Copy out all of the material below word for word, without changing a single character.

• [Available data]
-*-*-
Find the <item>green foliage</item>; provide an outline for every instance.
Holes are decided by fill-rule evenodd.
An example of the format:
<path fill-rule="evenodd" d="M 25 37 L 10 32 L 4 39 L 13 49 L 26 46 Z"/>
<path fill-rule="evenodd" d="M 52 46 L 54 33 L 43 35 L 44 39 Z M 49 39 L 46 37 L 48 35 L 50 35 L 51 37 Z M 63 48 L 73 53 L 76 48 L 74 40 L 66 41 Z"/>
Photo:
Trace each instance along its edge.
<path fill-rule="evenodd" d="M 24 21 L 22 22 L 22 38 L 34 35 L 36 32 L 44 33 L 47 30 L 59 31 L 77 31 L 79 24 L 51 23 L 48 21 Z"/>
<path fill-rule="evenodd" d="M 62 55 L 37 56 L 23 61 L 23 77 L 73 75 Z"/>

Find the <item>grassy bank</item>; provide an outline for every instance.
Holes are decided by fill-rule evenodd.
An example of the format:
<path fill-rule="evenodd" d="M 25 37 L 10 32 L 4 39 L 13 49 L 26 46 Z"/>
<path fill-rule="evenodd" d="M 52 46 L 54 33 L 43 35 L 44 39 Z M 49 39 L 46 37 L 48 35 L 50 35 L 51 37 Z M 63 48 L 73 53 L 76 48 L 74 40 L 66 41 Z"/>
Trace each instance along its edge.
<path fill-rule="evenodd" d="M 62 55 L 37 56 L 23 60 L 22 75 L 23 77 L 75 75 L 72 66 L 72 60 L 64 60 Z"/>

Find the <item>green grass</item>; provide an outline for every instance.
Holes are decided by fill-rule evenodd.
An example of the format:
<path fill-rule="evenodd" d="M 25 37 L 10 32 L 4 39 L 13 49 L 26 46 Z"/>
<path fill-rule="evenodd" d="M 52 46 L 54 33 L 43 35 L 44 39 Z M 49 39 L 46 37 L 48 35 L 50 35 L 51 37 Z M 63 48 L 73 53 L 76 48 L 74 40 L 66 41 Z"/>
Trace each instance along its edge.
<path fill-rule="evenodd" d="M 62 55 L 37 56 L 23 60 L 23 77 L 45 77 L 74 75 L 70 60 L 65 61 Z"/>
-*-*-
• [Task output]
Find the <item>green foliage</item>; provide an outline for every instance.
Holes are decided by fill-rule evenodd.
An example of the format:
<path fill-rule="evenodd" d="M 25 37 L 10 32 L 4 39 L 13 49 L 26 46 Z"/>
<path fill-rule="evenodd" d="M 52 46 L 54 33 L 43 35 L 44 39 Z M 49 39 L 46 37 L 48 35 L 50 35 L 51 37 Z M 63 48 L 73 53 L 76 48 L 74 40 L 66 41 Z"/>
Photo:
Trace each instance along its edge.
<path fill-rule="evenodd" d="M 24 21 L 22 22 L 22 38 L 34 35 L 36 32 L 44 33 L 47 30 L 59 31 L 77 31 L 79 24 L 51 23 L 48 21 Z"/>
<path fill-rule="evenodd" d="M 62 55 L 37 56 L 23 61 L 23 77 L 73 75 Z"/>

Find the <item>grassy bank</item>; provide an outline for every instance.
Holes are decided by fill-rule evenodd.
An example of the format:
<path fill-rule="evenodd" d="M 25 37 L 10 32 L 4 39 L 13 49 L 26 46 Z"/>
<path fill-rule="evenodd" d="M 52 46 L 54 33 L 43 35 L 44 39 Z M 49 39 L 46 37 L 48 35 L 50 35 L 51 37 Z M 63 48 L 73 53 L 76 48 L 74 40 L 66 41 Z"/>
Trace each instance along its edge.
<path fill-rule="evenodd" d="M 62 55 L 37 56 L 23 60 L 22 75 L 23 77 L 75 75 L 72 66 L 72 60 L 64 60 Z"/>

Find the <item>green grass</item>; provide an outline for every instance.
Holes are decided by fill-rule evenodd.
An example of the format:
<path fill-rule="evenodd" d="M 25 37 L 10 32 L 4 39 L 13 49 L 26 46 Z"/>
<path fill-rule="evenodd" d="M 52 46 L 54 33 L 43 35 L 44 39 Z M 49 39 L 46 37 L 48 35 L 50 35 L 51 37 Z M 63 48 L 73 53 L 76 48 L 74 40 L 66 41 Z"/>
Trace each instance along its edge.
<path fill-rule="evenodd" d="M 62 55 L 37 56 L 23 60 L 23 77 L 45 77 L 74 75 L 70 60 L 65 61 Z"/>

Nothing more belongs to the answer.